▶ **Exercise**:
Return all entries precisely as they stand, without the images.

▶ **Dataset records**:
──────────────────────────────

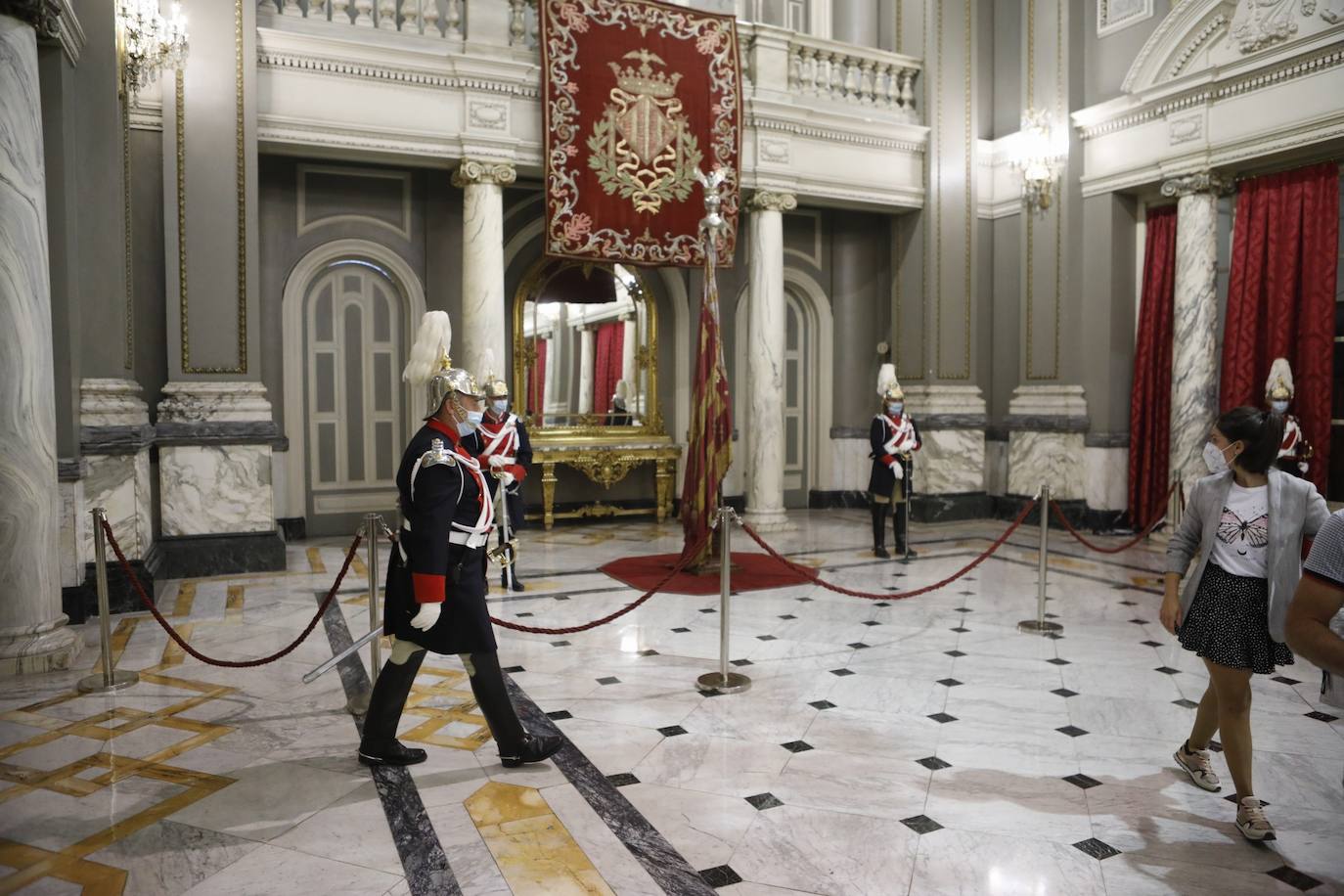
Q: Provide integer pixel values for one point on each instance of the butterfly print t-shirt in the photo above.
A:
(1243, 532)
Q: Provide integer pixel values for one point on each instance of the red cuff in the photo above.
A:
(428, 589)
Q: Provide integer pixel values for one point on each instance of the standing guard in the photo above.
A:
(507, 450)
(1294, 452)
(435, 580)
(894, 438)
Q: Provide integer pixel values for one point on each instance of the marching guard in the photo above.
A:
(507, 450)
(1294, 452)
(894, 438)
(435, 579)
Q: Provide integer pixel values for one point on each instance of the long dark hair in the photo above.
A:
(1261, 431)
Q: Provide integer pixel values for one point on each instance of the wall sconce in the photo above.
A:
(1039, 158)
(148, 43)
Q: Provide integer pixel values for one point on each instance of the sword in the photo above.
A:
(331, 664)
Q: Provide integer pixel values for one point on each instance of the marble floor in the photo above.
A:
(918, 745)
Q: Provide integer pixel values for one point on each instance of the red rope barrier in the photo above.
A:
(680, 567)
(1121, 548)
(899, 596)
(229, 664)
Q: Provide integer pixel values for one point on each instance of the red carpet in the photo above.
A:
(750, 572)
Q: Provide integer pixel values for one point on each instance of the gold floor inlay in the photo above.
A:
(532, 848)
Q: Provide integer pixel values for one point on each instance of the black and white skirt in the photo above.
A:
(1229, 623)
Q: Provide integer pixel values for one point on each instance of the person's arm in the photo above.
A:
(1308, 625)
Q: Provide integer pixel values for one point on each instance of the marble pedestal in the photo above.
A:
(114, 441)
(949, 475)
(32, 629)
(1046, 427)
(215, 496)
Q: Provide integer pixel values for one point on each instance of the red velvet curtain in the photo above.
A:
(1150, 396)
(606, 366)
(1281, 297)
(536, 383)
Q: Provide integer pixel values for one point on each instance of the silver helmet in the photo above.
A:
(430, 364)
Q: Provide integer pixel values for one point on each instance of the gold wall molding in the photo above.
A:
(241, 202)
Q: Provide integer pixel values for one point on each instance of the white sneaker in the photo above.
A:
(1196, 765)
(1251, 821)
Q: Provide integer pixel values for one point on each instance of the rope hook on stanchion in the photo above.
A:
(725, 681)
(1041, 625)
(109, 679)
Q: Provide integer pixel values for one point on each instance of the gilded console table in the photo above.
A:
(606, 465)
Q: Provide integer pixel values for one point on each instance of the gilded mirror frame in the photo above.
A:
(588, 430)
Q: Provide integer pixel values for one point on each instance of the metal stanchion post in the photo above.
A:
(723, 681)
(109, 679)
(1041, 625)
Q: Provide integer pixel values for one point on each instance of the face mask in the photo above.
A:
(1214, 458)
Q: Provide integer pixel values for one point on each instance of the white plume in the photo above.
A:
(433, 340)
(886, 378)
(1279, 371)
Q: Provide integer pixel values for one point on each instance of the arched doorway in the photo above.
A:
(348, 313)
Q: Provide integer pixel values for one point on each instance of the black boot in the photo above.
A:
(380, 744)
(515, 744)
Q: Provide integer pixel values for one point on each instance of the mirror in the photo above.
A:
(585, 351)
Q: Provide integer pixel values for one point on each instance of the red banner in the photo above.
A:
(640, 96)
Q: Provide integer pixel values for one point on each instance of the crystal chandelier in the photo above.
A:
(1039, 158)
(148, 42)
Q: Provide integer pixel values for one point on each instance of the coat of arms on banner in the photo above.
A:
(640, 96)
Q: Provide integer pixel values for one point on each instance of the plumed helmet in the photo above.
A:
(888, 388)
(1278, 387)
(430, 366)
(491, 381)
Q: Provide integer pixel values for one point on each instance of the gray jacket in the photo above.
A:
(1296, 510)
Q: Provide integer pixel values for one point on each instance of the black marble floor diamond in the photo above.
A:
(721, 876)
(764, 801)
(1082, 782)
(920, 824)
(1096, 848)
(1293, 877)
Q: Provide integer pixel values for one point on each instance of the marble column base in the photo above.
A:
(1046, 441)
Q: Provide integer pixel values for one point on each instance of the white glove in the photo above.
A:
(426, 617)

──────────────────────────────

▶ **The solution**:
Q: Provide integer pixel values for one point on each instance of the butterfly print t-shirt in the photo above.
A:
(1243, 532)
Q: Provide integer pixel values for one point on each instance of the red cuff in the photo above.
A:
(428, 589)
Q: Provide integer pixel values for one point on each instance of the standing guard in the photo above.
A:
(507, 450)
(1294, 452)
(435, 580)
(894, 438)
Q: Provide integer pixel values for one point on each instance of the marching guard in the photo above.
A:
(507, 450)
(1294, 452)
(894, 438)
(435, 579)
Q: Provide integer pixel values for one point on each instance of the long dark hair in the photo above.
A:
(1261, 431)
Q: Provide integer pixel values for one point on each instance of the wall sconce in the photo above.
A:
(1039, 158)
(148, 43)
Q: Provide integer pixel values for one point on each instance of the sword in the photo above.
A:
(331, 664)
Q: Provide integer pixel values for one point on each instance of the marble floor in the photo above.
A:
(918, 745)
Q: Provide integer pixel values for one point on each instance of the red rope barrier in the photo above.
A:
(680, 567)
(1121, 548)
(899, 596)
(229, 664)
Q: Provide integer pixel values for one point on each instance of the red carpet in the photo above.
A:
(750, 572)
Q: Provide integer pixel values for one point on each instance of the gold floor inlay in the photo above.
A:
(532, 848)
Q: Provide integer pixel values for one point on each instance of the black and white skirt in the photo above.
A:
(1229, 623)
Q: Provide integer pixel values for one point on each instance of the person's arm in the photo above.
A:
(1308, 625)
Q: Provide integer pixel values for one point on each instance of the marble pedestal in the photo above.
A:
(114, 441)
(949, 475)
(32, 629)
(1046, 427)
(215, 496)
Q: Provide integer pixel values for one point on each instance of the red velvet curtain in the photo above.
A:
(1150, 396)
(606, 366)
(1281, 297)
(536, 383)
Q: Provide integer pixel values for one point on each instance of the silver helmet in the photo above.
A:
(430, 364)
Q: Provide integer pixel values for one point on each instance of the gold wall molding in the photo above.
A:
(241, 202)
Q: Provide integer pixel values for one point on each instance of the white sneaker in the photo above.
A:
(1196, 765)
(1251, 821)
Q: Provide integer pixel values for one point on each instance of the rope hook on stanchion in the photo above.
A:
(725, 681)
(1041, 625)
(109, 679)
Q: Provide integer pixel values for one point on each instance of the gilded console table in the photo above.
A:
(606, 465)
Q: Provide integer pixel values for one point on each instance of the gilded mirror frame in the photo above.
A:
(588, 430)
Q: Provide integer pixel values for one point on each instance of the metal stanchion post in the photo above.
A:
(723, 681)
(109, 679)
(1041, 625)
Q: Provide integer pixel values for one point on each instance of the face mask in the photo above.
A:
(1214, 458)
Q: Provide integer pixel values for one point on each instance of the white plume in the photo above.
A:
(433, 340)
(886, 378)
(1279, 371)
Q: Provide integer pixel values for one point on each instance of the arched doorway in the photo above.
A:
(348, 313)
Q: Provide integer pixel values for one point on each instance of the black boot in the photo above.
A:
(380, 744)
(515, 744)
Q: Provide integer pixel values for one point on each instance of the mirror in the photo above.
A:
(585, 351)
Q: Provide integer pixel values for one point on each instance of the red banner in the photo above.
A:
(640, 96)
Q: Provide integer pixel values for one point on each instance of the crystal chandelier in the photo above.
A:
(1039, 158)
(148, 42)
Q: Provide integer pixel values for one point on each instance of the coat of arms on banner in the photo above.
A:
(640, 96)
Q: Provide integer pixel values for one point on each instance of the plumed helmet in the photo above.
A:
(888, 388)
(1278, 387)
(430, 366)
(491, 381)
Q: Provide integer pixel values for one point on each instance of the gray jacket in the photo above.
A:
(1296, 510)
Q: Provide integer pixel values for one point on each instance of the black marble floor diamond in the photo above.
A:
(721, 876)
(764, 801)
(1082, 782)
(920, 824)
(1096, 848)
(1293, 877)
Q: Provide integer pixel values for one point on each instance of the marble column base in the photo above.
A:
(1046, 441)
Q: Provide integer pixel values for one point on each instance of the white glove in the photo above.
A:
(426, 617)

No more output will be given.